[Collected data entries]
— Begin —
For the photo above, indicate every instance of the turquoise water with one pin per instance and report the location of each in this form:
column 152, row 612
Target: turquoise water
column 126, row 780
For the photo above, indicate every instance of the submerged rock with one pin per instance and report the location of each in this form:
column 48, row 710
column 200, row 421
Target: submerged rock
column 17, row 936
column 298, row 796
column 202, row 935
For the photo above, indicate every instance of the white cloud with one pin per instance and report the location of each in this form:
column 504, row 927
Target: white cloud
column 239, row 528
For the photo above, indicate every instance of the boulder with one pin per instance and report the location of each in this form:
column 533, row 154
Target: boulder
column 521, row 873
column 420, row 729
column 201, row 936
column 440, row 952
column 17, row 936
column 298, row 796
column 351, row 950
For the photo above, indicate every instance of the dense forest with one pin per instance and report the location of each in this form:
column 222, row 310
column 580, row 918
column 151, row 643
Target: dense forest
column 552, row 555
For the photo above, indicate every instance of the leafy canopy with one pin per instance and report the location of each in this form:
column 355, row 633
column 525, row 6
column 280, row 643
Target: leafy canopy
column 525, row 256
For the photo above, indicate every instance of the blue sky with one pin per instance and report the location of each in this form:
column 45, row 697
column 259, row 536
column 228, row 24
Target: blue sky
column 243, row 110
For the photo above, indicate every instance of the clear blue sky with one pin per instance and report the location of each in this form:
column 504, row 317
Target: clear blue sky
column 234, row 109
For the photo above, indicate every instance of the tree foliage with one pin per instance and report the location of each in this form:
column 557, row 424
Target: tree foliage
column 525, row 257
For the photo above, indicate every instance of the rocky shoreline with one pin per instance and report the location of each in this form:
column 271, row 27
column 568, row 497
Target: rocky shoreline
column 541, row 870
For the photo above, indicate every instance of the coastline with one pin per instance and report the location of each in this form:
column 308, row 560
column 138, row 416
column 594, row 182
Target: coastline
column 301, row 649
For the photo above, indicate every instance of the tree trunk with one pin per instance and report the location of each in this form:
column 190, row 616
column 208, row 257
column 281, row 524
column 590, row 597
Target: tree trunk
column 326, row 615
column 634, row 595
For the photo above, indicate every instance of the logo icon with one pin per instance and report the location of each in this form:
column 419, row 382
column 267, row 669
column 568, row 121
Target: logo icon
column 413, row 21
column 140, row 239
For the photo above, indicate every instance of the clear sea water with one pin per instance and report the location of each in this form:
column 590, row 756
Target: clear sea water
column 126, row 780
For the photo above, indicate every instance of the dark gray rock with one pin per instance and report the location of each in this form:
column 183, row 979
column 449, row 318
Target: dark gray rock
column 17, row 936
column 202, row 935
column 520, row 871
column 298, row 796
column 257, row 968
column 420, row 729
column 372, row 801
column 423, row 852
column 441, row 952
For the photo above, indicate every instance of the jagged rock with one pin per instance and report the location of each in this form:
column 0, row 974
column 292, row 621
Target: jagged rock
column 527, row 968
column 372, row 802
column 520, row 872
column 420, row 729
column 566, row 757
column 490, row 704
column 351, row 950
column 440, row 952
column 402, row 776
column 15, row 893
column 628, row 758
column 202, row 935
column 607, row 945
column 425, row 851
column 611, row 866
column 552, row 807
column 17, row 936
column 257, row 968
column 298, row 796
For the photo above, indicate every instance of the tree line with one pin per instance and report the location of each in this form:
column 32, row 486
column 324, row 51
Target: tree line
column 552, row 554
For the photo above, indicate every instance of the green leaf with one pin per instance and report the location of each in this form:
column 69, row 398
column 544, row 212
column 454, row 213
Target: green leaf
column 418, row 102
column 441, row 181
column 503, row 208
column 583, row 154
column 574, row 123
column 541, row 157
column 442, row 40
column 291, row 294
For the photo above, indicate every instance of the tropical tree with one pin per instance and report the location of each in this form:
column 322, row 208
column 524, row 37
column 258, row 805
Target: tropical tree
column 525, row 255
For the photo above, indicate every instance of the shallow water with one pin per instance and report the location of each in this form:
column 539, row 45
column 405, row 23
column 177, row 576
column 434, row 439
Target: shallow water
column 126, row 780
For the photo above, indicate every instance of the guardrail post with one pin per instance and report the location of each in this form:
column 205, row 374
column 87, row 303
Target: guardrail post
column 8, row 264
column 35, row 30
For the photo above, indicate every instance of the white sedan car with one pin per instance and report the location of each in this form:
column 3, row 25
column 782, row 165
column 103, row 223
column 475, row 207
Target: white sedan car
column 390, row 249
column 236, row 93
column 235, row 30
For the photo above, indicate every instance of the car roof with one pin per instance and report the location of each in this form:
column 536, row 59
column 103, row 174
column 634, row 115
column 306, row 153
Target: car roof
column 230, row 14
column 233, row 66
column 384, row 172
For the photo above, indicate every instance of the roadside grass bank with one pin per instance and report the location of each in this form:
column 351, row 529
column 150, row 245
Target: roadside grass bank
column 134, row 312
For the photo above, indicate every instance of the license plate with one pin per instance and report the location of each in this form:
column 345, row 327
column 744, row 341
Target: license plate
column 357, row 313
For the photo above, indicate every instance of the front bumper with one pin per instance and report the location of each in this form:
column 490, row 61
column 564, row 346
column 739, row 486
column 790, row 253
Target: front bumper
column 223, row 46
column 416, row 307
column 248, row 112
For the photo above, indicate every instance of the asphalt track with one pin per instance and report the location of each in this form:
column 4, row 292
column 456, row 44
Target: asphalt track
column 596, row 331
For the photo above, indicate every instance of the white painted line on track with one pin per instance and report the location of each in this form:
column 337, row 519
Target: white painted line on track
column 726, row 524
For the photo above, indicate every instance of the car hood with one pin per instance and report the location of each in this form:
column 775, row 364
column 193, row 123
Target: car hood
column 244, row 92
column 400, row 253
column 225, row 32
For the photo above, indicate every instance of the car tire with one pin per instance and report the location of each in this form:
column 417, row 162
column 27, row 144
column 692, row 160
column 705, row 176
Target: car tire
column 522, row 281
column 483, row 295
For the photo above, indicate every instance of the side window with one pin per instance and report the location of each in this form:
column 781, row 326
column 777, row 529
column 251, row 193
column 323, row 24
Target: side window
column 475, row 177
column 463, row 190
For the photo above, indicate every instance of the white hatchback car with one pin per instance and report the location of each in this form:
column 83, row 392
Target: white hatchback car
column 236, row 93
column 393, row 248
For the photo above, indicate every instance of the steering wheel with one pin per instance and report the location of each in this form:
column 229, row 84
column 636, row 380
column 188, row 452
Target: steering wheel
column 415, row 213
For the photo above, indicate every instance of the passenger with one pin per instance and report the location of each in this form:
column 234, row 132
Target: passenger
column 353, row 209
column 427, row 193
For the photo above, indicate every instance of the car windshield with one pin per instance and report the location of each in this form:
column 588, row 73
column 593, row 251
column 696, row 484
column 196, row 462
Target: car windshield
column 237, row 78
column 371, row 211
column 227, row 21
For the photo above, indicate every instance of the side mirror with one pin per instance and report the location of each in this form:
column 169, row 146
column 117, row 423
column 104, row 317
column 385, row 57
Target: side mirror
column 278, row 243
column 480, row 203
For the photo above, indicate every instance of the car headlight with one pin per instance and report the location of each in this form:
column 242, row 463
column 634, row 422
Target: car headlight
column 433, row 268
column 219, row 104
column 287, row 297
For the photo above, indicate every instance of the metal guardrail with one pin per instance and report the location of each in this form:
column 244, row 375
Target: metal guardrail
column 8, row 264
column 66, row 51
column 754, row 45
— End —
Directive: Please arrange the entries as a JSON list of strings, one string per line with blank lines left out, starting with the line with "For the photo above, indicate every instance of the white cloud" and going on through the line with "column 525, row 257".

Task solution:
[
  "For the photo above, indicate every instance of the white cloud with one pin per instance and report the location of each in this form:",
  "column 504, row 927",
  "Target: white cloud",
  "column 239, row 528",
  "For the photo above, indicate every instance of the boulder with one pin per instance and report the location of each in this form:",
  "column 533, row 154",
  "Target: boulder",
  "column 521, row 873",
  "column 420, row 729",
  "column 201, row 936",
  "column 440, row 952",
  "column 17, row 936",
  "column 298, row 796",
  "column 351, row 950",
  "For the photo above, indicate every instance of the dense forest with one pin per instance and report the location of each in this form:",
  "column 222, row 310",
  "column 580, row 918",
  "column 151, row 643",
  "Target: dense forest",
  "column 552, row 555",
  "For the photo above, indicate every instance of the leafy canopy with one pin per instance and report the location of each in this form:",
  "column 355, row 633",
  "column 525, row 6",
  "column 280, row 643",
  "Target: leafy canopy",
  "column 525, row 256",
  "For the photo above, indicate every instance of the blue sky with one pin per instance and report the location of each in this form:",
  "column 45, row 697",
  "column 259, row 536",
  "column 228, row 24",
  "Target: blue sky",
  "column 243, row 110",
  "For the photo above, indicate every instance of the clear blue sky with one pin per instance and report the location of each in this form:",
  "column 504, row 317",
  "Target: clear blue sky",
  "column 234, row 109",
  "For the photo above, indicate every instance of the tree foliage with one pin per instance and report the location of each in this form:",
  "column 557, row 424",
  "Target: tree foliage",
  "column 525, row 257"
]